Understanding the difficulties in adherence may help us empathise with those diagnosed with chronic conditions, who will continue to live with the medicine-taking ritual for their whole lives – like Dharamsingh.

Chronic diseases are illnesses that affect a person for more than three months at once; they often tend to be lifelong. While infectious diseases like tuberculosis, leprosy and HIV/AIDS require prolonged treatment regimes, most chronic diseases are non-communicable diseases (NCDs), such as hypertension, diabetes, heart diseases, epilepsy and severe mental illnesses.

The incidence of NCDs (25% in rural India for hypertension, for example) has been increasing rising in the country and around the world. Treating them poorly can cause a significant loss in years lives as well as further complications. Thus, once diagnosed, NCDs restrict the rest of a person’s life. All of this increases the burden on the public health system.

Dharamsingh’s story doesn’t stop at taking treatment. He is now a prominent member of a hypertension support group in his village where he attends meetings every month and collects his medicines from a nurse. He says the meetings have helped him take control of his health.

Similar groups have come together to form a federation of hypertension support groups.
****************
Your tasks:
(1) Using the passage on chronic disease, decide whether each statement agrees with it. Answer yes or no and quote the deciding words. (a) Chronic diseases affect a person for more than three months at once. (b) Dharamsingh collects his medicines from a doctor. (c) Most chronic diseases are infectious.
(2) Carry the passage on chronic disease forward from its final sentence.

Provided material:
****************
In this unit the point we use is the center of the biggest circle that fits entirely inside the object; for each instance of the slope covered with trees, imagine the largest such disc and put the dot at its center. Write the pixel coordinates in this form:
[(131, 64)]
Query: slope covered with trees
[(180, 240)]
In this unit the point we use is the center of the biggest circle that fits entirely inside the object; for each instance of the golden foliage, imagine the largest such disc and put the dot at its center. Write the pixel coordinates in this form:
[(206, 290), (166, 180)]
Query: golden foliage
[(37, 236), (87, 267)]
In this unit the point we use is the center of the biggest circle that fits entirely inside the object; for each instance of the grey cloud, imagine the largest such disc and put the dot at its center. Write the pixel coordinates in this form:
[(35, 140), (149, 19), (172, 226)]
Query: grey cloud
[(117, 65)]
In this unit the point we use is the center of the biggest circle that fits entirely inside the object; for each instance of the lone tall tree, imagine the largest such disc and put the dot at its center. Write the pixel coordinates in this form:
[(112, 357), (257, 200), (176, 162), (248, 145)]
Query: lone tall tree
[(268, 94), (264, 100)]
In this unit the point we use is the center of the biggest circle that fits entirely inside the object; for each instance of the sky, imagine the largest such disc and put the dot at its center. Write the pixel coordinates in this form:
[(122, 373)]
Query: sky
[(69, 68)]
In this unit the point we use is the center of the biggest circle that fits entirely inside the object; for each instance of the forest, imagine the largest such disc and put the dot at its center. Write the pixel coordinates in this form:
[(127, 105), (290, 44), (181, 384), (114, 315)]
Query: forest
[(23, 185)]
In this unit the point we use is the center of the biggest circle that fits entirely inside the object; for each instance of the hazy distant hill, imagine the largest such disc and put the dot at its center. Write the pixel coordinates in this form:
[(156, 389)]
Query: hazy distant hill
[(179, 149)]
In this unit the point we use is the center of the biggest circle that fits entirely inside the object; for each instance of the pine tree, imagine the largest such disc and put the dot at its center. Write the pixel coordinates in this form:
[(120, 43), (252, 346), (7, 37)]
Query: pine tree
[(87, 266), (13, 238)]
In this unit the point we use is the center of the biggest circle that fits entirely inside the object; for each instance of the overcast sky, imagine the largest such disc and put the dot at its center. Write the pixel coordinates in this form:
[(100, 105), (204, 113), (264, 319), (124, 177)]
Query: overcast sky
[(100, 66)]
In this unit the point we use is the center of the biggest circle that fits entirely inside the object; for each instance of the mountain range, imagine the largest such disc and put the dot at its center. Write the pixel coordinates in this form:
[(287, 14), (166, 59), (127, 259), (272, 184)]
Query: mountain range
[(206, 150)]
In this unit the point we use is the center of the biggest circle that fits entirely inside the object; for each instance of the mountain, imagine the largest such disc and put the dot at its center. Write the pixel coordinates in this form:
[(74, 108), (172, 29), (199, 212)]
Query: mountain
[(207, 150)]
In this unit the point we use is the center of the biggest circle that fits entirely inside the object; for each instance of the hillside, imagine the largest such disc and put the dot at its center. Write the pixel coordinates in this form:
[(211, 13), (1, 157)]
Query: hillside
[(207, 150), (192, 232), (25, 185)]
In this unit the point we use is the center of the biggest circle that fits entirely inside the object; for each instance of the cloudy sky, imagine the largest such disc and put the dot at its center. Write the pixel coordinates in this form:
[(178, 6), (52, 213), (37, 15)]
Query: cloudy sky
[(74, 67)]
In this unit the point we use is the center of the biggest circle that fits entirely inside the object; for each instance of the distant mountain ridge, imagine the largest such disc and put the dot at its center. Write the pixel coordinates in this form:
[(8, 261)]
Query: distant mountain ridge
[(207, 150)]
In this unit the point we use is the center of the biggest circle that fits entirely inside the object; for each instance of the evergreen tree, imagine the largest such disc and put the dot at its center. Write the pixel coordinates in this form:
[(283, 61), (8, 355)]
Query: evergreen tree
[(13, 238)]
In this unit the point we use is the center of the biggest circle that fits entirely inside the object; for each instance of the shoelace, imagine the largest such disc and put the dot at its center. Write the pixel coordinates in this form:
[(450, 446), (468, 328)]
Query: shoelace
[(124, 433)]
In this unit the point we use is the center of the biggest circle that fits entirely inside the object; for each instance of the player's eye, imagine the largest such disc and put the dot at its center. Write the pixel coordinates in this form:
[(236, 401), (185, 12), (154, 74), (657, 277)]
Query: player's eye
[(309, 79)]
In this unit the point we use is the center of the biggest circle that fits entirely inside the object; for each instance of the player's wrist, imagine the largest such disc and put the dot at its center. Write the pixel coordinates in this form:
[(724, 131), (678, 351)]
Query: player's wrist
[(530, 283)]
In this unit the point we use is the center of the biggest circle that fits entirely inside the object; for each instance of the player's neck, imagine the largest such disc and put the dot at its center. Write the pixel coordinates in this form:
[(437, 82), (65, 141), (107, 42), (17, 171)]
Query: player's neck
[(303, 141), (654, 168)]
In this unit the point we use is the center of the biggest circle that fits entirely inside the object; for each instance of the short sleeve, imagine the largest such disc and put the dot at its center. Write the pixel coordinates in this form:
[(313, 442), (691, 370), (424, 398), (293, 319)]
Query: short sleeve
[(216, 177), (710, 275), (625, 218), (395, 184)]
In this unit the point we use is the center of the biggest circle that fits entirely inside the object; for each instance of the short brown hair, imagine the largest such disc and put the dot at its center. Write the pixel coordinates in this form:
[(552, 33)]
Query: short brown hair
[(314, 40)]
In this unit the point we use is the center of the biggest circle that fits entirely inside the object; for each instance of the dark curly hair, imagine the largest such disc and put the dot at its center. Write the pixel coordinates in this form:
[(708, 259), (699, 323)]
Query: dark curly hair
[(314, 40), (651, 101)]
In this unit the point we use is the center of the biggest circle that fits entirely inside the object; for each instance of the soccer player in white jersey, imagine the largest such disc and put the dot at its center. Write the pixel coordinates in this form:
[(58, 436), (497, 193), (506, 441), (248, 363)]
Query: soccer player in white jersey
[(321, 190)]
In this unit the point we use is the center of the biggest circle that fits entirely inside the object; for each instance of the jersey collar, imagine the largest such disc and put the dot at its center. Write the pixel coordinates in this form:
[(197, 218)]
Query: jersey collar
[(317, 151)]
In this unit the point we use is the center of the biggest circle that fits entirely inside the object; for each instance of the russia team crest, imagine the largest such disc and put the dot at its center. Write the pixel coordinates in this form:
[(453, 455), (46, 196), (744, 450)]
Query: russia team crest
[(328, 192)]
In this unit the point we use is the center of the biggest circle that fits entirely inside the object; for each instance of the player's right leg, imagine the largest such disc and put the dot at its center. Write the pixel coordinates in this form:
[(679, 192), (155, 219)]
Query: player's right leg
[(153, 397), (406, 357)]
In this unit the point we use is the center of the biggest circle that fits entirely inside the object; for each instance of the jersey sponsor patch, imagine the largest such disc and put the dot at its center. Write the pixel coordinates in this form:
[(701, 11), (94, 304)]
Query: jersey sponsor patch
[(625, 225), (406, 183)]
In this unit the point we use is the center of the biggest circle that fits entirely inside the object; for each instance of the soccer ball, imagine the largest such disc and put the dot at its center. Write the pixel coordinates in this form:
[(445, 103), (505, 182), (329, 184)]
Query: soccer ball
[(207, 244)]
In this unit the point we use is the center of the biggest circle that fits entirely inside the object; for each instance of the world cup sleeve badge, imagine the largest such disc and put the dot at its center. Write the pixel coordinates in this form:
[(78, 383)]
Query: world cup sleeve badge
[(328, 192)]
****************
Responses per task:
(1)
(a) Yes: "Chronic diseases are illnesses that affect a person for more than three months at once"
(b) No: "collects his medicines from a nurse"
(c) No: "most chronic diseases are non-communicable diseases (NCDs)"

(2)
In medical sociology, ‘sick role’ theory talks about how an ill individual must perform a ‘sick role’ with few benefits and rights, and with some obligations, too. The role gives a patient the right to be freed of duties and other work but fosters an obligation to attempt to get better by seeking help from an expert (e.g. a doctor). This model of looking at illness is helpful but also inherently flawed; it has been criticised by several people who do not want to be labeled ‘patients’. They also reject the idea of a doctor being ‘in charge’ of their illness since this paternalistic model robs patients of their agency and gives it to a doctor.

When the federation of hypertension support groups met in Bilaspur, it both defied and rejected ‘sick role’ theory. The federation’s members have taken it upon themselves to advocate against salt and tobacco consumption – for their own benefit but also for that of the community at large. The stance of its members has  means that the recipients of care are no longer just that – that they are also ambassadors of social change. They do not see themselves as ‘patients’ waiting to be instructed but as ‘people’ who partner with each – and the doctor – to improve the quality of their and others’ lives.